Task prompt:
Write the data out again, exactly as given.

Stored dataset items:
-*-*-
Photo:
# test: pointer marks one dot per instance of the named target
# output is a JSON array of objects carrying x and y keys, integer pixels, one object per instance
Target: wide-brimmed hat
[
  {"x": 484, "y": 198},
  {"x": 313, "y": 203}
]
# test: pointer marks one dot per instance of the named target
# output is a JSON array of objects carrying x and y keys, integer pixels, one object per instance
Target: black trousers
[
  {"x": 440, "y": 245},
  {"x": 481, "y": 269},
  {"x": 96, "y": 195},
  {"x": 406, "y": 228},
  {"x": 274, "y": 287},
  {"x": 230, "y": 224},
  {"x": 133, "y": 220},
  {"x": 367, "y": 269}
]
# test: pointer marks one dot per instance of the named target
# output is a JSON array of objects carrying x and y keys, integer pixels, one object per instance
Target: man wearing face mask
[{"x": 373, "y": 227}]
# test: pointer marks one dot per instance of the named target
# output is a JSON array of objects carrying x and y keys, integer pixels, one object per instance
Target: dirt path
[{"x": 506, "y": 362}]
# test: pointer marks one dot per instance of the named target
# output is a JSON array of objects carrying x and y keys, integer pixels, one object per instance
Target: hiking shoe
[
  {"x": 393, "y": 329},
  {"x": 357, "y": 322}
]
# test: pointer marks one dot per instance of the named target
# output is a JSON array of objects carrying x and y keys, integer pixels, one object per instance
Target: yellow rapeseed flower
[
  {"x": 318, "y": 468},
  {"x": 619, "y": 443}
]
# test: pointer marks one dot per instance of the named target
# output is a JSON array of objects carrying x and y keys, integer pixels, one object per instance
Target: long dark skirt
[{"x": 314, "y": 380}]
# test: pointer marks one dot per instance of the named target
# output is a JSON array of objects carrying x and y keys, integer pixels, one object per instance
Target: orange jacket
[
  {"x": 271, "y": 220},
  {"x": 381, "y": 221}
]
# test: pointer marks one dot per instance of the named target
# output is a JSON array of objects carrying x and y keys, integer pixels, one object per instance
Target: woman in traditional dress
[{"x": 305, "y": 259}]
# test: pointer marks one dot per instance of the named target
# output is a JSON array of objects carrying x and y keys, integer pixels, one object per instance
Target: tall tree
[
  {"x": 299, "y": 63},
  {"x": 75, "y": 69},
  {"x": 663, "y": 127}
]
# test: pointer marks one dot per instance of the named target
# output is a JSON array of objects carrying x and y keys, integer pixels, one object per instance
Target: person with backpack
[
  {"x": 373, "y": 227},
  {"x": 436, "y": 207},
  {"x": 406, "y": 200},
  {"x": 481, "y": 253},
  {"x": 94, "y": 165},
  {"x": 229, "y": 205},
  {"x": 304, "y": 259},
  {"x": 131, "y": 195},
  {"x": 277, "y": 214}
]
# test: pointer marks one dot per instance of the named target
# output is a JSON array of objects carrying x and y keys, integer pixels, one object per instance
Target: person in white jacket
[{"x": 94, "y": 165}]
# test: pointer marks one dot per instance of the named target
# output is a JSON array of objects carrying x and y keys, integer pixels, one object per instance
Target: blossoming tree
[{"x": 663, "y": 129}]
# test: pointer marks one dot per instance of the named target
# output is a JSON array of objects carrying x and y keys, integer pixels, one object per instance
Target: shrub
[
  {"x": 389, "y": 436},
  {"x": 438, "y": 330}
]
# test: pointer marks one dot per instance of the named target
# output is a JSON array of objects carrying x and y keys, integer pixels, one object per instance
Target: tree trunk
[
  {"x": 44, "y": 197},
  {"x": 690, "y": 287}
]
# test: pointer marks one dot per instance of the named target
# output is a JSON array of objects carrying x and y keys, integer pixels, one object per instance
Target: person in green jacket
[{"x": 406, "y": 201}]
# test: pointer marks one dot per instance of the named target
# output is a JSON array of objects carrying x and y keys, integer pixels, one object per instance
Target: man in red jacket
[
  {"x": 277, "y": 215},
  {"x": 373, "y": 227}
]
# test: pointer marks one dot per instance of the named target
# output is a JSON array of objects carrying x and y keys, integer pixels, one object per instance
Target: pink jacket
-*-*-
Solution to the exercise:
Photo:
# test: pointer marks one dot per instance of the named target
# output is a JSON array of objects carrying x and y keys, integer pixels, one object per instance
Target: wide-brimmed hat
[
  {"x": 484, "y": 198},
  {"x": 313, "y": 203}
]
# test: pointer marks one dot per instance of the named target
# output is a JSON array of objects carrying x and y keys, integer pixels, one object per instance
Target: black trousers
[
  {"x": 440, "y": 245},
  {"x": 481, "y": 269},
  {"x": 96, "y": 195},
  {"x": 406, "y": 228},
  {"x": 274, "y": 287},
  {"x": 230, "y": 224},
  {"x": 133, "y": 220},
  {"x": 367, "y": 269}
]
# test: pointer marks one dot per instance of the named target
# output is a JSON array of objects carrying x and y keys, integer pixels, one object per instance
Target: man wearing face mask
[{"x": 373, "y": 227}]
# test: pointer marks one dot per instance of the named target
# output is a JSON array of objects carrying x and y keys, integer pixels, one object per instance
Target: dirt path
[{"x": 506, "y": 362}]
# test: pointer marks one dot per instance of the named target
# output is a JSON array of objects carrying x and y keys, integer pixels, one object per instance
Target: hiking shoe
[
  {"x": 393, "y": 329},
  {"x": 357, "y": 322}
]
# test: pointer marks one dot per instance of the named target
# output is a JSON array of objects carrying x and y keys, integer pixels, one object per instance
Target: yellow rapeseed flower
[
  {"x": 318, "y": 468},
  {"x": 619, "y": 443}
]
# test: pointer marks one dot per instance of the named target
# output is a JSON array of objects carrying x and y keys, integer pixels, one object per instance
Target: long dark skirt
[{"x": 314, "y": 380}]
# test: pointer marks one dot per instance of the named target
# output is a JSON array of objects carrying x and y keys, integer pixels, one object per instance
Target: orange jacket
[
  {"x": 271, "y": 220},
  {"x": 381, "y": 221}
]
# test: pointer marks one dot per instance of the named target
# output is a JSON array of objects carrying x and y keys, integer pixels, one object per instance
Target: woman in traditional dress
[{"x": 305, "y": 259}]
# test: pointer marks one dot per instance of the named target
# output is a JSON array of objects carrying x and y keys, integer pixels, one object per instance
Target: tall tree
[
  {"x": 299, "y": 63},
  {"x": 75, "y": 69},
  {"x": 663, "y": 127}
]
# test: pointer marks one dot per instance of the named target
# output is a JSON array of objects carrying x and y keys, integer pixels, one object per instance
Target: person with backpack
[
  {"x": 373, "y": 227},
  {"x": 436, "y": 207},
  {"x": 406, "y": 200},
  {"x": 481, "y": 253},
  {"x": 94, "y": 165},
  {"x": 229, "y": 205},
  {"x": 304, "y": 259},
  {"x": 131, "y": 195},
  {"x": 277, "y": 214}
]
# test: pointer marks one dot per instance of the named target
# output is a JSON array of objects carrying x and y keys, integer pixels, one object per instance
Target: person in white jacket
[{"x": 94, "y": 165}]
# test: pointer marks one dot per instance of the named target
# output is a JSON array of objects carrying x and y keys, integer pixels, one object per instance
Target: blossoming tree
[{"x": 663, "y": 129}]
# test: pointer marks one dot per instance of the named target
# output is a JSON array of objects carrying x and y keys, integer pixels, one object per instance
Target: shrub
[
  {"x": 389, "y": 436},
  {"x": 438, "y": 330}
]
# test: pointer marks one dot per instance of the named target
# output is a JSON array of objects carrying x and y keys, integer pixels, one object per instance
Target: tree trunk
[
  {"x": 44, "y": 197},
  {"x": 690, "y": 287}
]
# test: pointer marks one dot per instance of the named target
# output is a JSON array of objects carrying x and y keys, integer pixels, one object per instance
Target: person in green jacket
[{"x": 406, "y": 201}]
# test: pointer marks one dot per instance of the named target
# output is a JSON array of objects carrying x and y keys, integer pixels, one object per instance
Target: man in red jacket
[
  {"x": 277, "y": 215},
  {"x": 373, "y": 227}
]
# test: pointer marks one dot per instance of the named target
# output is a JSON array of objects carrying x and y keys, integer pixels, one object per instance
Target: pink jacket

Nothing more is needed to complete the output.